*** Opening of Supplied records ***
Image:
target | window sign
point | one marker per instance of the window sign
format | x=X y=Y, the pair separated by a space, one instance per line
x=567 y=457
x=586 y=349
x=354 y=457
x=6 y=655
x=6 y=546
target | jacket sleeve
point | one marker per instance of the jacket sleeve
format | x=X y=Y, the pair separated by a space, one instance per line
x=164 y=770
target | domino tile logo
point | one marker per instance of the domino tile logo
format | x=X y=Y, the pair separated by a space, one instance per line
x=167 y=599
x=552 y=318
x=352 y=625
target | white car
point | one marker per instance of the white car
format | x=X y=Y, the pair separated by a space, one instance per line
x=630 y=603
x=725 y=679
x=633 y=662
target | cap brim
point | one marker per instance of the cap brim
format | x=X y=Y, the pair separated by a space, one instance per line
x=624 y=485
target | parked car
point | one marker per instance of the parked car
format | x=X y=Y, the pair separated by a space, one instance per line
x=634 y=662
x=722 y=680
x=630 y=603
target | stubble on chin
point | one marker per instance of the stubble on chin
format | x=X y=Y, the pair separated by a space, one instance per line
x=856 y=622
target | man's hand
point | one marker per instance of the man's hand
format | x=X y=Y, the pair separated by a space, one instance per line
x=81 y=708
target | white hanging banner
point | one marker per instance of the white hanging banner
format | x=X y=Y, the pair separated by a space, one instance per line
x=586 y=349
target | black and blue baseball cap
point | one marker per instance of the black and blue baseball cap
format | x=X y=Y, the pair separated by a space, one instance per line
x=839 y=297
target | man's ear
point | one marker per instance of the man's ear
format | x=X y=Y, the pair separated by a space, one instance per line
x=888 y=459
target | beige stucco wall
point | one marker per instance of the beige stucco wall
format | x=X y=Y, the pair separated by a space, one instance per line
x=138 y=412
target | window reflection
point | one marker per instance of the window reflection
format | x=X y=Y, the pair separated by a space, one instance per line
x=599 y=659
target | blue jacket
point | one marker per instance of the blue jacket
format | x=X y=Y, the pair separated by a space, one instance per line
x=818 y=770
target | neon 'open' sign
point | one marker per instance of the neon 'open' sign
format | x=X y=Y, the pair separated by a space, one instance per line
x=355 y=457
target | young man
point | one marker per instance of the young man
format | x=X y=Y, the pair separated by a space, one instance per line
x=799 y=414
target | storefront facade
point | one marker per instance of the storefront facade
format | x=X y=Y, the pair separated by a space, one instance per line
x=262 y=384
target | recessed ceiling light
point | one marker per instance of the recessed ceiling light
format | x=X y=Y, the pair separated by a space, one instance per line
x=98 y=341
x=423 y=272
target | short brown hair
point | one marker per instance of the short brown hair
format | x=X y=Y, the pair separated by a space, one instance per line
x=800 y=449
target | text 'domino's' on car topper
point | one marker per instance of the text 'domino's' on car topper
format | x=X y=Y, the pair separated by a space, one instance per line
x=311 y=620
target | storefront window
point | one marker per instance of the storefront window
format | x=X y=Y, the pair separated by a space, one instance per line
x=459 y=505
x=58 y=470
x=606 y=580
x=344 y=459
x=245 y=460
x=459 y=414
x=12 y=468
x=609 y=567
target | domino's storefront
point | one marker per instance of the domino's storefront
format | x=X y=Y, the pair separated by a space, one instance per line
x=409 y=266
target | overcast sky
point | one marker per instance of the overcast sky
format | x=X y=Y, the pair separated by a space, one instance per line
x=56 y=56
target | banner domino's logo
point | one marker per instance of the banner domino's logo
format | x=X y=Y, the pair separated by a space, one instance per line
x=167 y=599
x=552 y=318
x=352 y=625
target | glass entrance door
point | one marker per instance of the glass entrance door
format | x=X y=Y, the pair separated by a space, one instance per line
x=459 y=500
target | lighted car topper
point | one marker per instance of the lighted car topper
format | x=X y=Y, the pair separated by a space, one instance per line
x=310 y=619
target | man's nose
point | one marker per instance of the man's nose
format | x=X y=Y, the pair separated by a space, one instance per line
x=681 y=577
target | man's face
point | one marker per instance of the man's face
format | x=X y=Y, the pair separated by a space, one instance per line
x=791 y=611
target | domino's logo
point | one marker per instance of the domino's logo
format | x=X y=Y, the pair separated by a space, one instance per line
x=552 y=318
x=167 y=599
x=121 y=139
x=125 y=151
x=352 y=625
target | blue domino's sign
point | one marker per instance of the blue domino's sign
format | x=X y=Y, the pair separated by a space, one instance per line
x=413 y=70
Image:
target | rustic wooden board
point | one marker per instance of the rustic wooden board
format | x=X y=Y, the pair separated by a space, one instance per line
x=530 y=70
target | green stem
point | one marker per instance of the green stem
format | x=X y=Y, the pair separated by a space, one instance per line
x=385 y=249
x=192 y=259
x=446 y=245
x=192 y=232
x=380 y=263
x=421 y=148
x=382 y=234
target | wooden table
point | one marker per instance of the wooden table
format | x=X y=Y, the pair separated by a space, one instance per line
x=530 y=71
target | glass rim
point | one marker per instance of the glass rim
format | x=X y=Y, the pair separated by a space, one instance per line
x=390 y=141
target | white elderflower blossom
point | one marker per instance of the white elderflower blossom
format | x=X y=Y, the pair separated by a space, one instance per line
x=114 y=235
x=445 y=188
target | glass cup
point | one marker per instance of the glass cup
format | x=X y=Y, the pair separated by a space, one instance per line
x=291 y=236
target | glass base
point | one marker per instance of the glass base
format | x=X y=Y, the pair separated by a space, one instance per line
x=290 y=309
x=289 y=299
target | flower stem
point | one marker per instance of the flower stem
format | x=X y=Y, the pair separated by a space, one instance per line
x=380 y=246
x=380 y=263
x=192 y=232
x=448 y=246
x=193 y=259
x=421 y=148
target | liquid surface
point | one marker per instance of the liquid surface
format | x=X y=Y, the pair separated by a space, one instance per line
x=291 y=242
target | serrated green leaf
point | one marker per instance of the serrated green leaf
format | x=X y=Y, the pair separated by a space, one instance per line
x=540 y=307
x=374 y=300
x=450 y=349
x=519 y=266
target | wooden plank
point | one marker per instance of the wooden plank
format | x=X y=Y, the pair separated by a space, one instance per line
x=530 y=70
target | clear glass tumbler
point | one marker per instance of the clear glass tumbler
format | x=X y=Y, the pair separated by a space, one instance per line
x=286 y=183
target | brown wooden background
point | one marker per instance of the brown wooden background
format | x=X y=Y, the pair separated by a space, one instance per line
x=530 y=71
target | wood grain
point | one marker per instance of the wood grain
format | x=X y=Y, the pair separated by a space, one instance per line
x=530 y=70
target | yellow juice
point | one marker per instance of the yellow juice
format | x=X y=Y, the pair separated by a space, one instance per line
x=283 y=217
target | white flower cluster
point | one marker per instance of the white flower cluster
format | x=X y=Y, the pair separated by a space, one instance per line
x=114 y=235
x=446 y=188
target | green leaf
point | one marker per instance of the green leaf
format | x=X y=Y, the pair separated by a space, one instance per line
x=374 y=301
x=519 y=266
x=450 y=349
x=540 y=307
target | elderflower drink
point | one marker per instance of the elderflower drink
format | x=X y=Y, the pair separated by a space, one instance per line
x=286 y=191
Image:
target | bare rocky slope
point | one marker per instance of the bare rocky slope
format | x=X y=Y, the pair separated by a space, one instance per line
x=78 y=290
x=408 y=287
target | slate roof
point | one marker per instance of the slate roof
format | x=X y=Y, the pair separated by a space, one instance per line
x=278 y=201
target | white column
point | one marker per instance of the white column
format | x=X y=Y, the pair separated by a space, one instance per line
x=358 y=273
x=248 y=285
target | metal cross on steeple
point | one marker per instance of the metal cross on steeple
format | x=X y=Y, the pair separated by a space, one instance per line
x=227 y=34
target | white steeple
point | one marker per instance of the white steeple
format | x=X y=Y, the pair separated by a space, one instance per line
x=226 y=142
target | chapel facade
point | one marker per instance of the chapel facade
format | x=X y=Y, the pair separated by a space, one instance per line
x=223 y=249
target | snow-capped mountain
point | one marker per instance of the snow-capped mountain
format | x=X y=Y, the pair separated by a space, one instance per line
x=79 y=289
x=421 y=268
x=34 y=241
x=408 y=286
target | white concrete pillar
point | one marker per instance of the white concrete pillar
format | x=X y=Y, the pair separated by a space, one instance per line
*** Close of Supplied records ***
[Problem to work on] Take the lines above from the one containing "target | man's ear" down to the one containing "point | one marker per instance of the beige", and transcribe them exactly, both ends included.

[Response to this task]
target | man's ear
point | one marker per instance of the man's ear
format | x=X y=Y, the pair separated by a space, one instance per line
x=888 y=459
target | beige stucco wall
point | one marker per instance of the beige stucco wall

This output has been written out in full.